__TASK GOAL__: Write out every line below as a JSON array of strings, one string per line, with blank lines left out. Leave the pictures out.

__DATA PROVIDED__:
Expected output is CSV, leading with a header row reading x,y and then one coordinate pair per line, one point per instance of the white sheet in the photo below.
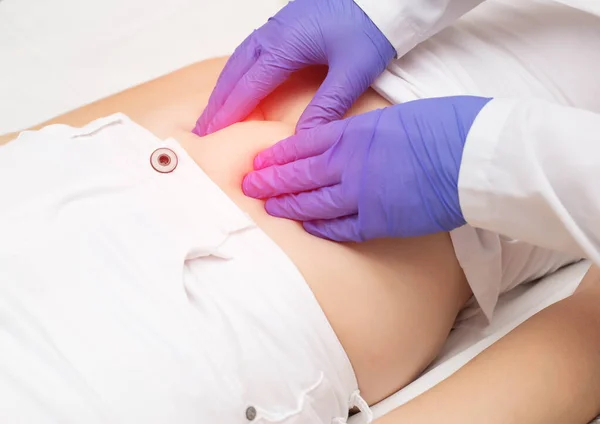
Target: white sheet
x,y
473,335
56,56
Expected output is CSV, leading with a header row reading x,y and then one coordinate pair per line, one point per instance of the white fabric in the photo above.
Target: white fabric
x,y
512,48
474,335
406,23
530,170
58,55
531,49
133,296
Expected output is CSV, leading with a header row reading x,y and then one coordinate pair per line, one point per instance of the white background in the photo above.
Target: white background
x,y
60,54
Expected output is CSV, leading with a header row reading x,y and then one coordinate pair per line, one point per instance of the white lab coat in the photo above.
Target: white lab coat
x,y
530,169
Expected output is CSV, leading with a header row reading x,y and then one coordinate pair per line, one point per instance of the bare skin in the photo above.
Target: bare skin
x,y
391,302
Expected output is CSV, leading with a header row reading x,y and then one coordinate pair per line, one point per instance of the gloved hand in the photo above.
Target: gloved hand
x,y
305,32
392,172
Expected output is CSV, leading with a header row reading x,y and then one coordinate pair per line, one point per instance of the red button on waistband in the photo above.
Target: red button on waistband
x,y
163,160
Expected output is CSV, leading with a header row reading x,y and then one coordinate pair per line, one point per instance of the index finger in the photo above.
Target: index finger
x,y
242,59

__ANSWER TO THIS PROBLEM__:
[
  "Expected output is CSV, leading with a header row reading x,y and then one coordinate pair per line, one point per instance of the white sheet in the photo below.",
  "Target: white sheet",
  "x,y",
  "473,335",
  "56,56",
  "Expected output is CSV, leading with a header row reading x,y and then one coordinate pair per line, one point per instance of the white fabric in the photo above.",
  "Target: white fabric",
  "x,y",
  "512,48",
  "474,335",
  "406,23",
  "530,170",
  "58,55",
  "531,49",
  "133,296",
  "Expected output is CSV, leading with a header row reading x,y and then one coordinate pair per line, one point per instance of the white background in the photo above.",
  "Target: white background",
  "x,y",
  "60,54",
  "Expected output is CSV, leading with a header row reading x,y and then one coordinate pair per line, one point per instance of the white lab coat in the photo above.",
  "Target: white lab coat",
  "x,y",
  "530,169",
  "Expected output is CSV, leading with a header row reading x,y and then one coordinate pair per line, one point per instance of the bare skin in the photo above.",
  "Target: bare skin",
  "x,y",
  "391,302",
  "Expected output is CSV, leading with a header row reading x,y and then one coordinate pair per line, one point per instance of the gloved hand in the photo above.",
  "Target: gloved hand",
  "x,y",
  "305,32",
  "392,172",
  "Expected output is CSV, leading with a header row reading x,y and then one coordinate pair per line, one point per instance of the red button on waistband in the photo above.",
  "Target: red button on waistband",
  "x,y",
  "163,160",
  "Expected output is CSV, leading with a header row reading x,y and then one coordinate pair per line, one point per instance of the index finger in the photo above.",
  "Target: index finger",
  "x,y",
  "242,59"
]